Tasks to carry out:
**1.** In the incident report, what did users experience delays in?
**2.** Please reproduce the part of the incident report that begins at the words "We mitigated the" and stops after the words "Issues are operating normally.".

BEGIN Text shown

Resolved -
On February 26, 2024, between 18:34 UTC and 19:37 UTC our background job service was degraded and caused job start delays up to 15 minutes. Users experienced delays in Webhooks, Actions, and some UI updates (e.g. a delay in UI updates on pull requests). This was due to capacity problems with our job queueing service, and a failure of our automated failover system.
We mitigated the incident by manually failing over to our secondary cluster. No data was lost - recovery began at 18:55 UTC, when the backlog of enqueued jobs began to process.
We are actively working to repair our failover automation and expand the capacity of our background job queuing service to prevent issues like this in the future.
Feb 26, 19:37 UTC
Update -
Actions and Pull Requests are operating normally.
Feb 26, 19:37 UTC
Update -
Webhooks and Issues are operating normally.
Feb 26, 19:37 UTC
Update -
Issues is experiencing degraded performance. We are continuing to investigate.
Feb 26, 19:05 UTC
Update -
Pull Requests is experiencing degraded performance. We are continuing to investigate.

END Text shown
BEGIN Data entries

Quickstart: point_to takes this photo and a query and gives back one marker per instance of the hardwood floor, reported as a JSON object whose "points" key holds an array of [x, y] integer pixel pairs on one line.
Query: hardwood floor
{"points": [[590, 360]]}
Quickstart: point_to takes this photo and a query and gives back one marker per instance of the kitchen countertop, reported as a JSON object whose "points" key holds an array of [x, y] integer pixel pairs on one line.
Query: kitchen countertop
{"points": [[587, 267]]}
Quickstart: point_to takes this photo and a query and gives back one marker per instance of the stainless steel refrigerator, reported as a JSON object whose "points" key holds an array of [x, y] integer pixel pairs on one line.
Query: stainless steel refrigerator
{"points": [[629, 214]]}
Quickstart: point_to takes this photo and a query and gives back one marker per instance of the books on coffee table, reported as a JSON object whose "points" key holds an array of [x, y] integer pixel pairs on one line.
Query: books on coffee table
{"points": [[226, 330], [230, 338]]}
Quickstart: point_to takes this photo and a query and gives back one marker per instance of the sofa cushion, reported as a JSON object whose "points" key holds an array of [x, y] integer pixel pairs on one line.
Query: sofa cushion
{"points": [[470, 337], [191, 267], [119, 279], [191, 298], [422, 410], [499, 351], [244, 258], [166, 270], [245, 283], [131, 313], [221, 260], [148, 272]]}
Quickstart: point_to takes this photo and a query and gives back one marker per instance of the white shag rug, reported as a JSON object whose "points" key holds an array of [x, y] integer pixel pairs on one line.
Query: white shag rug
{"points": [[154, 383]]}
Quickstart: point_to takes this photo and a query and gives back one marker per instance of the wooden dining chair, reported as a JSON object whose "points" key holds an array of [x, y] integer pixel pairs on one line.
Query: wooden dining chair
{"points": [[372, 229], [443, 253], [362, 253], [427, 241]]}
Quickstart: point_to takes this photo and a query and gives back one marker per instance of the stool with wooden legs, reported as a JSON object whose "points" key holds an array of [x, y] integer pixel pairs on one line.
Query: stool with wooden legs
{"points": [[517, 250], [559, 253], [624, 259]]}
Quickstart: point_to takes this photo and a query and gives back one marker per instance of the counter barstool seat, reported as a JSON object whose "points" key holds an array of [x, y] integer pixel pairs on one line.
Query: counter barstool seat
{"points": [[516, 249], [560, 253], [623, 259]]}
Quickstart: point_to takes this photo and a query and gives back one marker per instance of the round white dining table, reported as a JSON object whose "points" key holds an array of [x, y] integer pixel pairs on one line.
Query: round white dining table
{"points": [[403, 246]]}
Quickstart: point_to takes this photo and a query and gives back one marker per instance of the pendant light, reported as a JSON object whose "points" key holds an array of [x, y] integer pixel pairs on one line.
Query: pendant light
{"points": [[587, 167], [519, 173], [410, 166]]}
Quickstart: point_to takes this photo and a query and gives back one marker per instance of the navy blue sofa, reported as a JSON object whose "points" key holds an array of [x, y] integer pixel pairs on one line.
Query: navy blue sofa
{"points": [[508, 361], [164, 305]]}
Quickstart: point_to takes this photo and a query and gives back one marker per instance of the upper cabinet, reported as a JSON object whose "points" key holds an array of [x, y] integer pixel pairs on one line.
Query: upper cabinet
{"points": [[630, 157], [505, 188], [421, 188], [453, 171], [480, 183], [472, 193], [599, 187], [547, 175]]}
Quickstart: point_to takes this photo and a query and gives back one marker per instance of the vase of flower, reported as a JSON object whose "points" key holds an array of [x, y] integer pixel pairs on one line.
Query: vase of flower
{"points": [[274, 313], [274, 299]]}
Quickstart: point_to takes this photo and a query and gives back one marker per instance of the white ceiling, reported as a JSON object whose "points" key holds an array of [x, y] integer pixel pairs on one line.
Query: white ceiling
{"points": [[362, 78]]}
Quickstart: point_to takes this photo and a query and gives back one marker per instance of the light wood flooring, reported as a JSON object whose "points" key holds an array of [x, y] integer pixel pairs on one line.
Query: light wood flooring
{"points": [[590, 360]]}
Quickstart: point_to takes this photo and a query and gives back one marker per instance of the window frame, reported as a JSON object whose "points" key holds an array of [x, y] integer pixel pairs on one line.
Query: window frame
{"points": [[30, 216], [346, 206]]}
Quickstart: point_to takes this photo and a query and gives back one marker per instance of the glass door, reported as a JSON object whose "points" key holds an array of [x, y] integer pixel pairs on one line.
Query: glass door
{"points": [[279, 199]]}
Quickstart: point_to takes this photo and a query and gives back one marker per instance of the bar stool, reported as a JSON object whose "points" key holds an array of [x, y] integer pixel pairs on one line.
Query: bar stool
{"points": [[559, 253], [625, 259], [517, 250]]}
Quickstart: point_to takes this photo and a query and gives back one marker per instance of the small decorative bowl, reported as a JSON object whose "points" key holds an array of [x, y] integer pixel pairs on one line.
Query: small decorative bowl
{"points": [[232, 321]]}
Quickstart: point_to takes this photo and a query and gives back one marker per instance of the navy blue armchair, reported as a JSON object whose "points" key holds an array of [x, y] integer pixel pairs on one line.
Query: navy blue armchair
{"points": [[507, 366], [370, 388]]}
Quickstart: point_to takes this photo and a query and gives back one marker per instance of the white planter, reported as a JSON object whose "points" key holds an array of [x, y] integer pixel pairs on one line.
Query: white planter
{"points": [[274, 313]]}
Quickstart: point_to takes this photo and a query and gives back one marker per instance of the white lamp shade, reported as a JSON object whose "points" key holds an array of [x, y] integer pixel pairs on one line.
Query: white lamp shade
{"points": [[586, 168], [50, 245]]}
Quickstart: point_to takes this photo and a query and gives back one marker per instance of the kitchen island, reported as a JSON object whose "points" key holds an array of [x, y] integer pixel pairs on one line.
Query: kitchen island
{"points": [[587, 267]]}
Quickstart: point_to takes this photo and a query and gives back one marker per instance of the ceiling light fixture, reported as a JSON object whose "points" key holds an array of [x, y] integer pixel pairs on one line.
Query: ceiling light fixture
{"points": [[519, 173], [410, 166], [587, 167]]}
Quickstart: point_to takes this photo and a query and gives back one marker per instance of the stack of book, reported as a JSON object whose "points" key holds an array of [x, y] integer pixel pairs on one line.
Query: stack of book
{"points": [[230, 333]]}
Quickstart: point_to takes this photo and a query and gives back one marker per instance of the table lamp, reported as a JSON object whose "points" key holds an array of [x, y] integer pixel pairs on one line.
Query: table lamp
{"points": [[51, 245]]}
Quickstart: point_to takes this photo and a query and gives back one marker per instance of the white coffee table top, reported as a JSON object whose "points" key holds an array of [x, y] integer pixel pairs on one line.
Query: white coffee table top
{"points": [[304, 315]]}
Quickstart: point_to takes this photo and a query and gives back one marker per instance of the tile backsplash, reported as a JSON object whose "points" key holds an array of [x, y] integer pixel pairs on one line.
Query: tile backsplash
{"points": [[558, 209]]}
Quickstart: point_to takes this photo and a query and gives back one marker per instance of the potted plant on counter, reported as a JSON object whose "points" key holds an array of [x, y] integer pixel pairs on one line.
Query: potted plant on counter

END Data entries

Final results:
**1.** Webhooks, Actions, and some UI updates, such as updates on pull requests.

**2.**
We mitigated the incident by manually failing over to our secondary cluster. No data was lost - recovery began at 18:55 UTC, when the backlog of enqueued jobs began to process.
We are actively working to repair our failover automation and expand the capacity of our background job queuing service to prevent issues like this in the future.
Feb 26, 19:37 UTC
Update -
Actions and Pull Requests are operating normally.
Feb 26, 19:37 UTC
Update -
Webhooks and Issues are operating normally.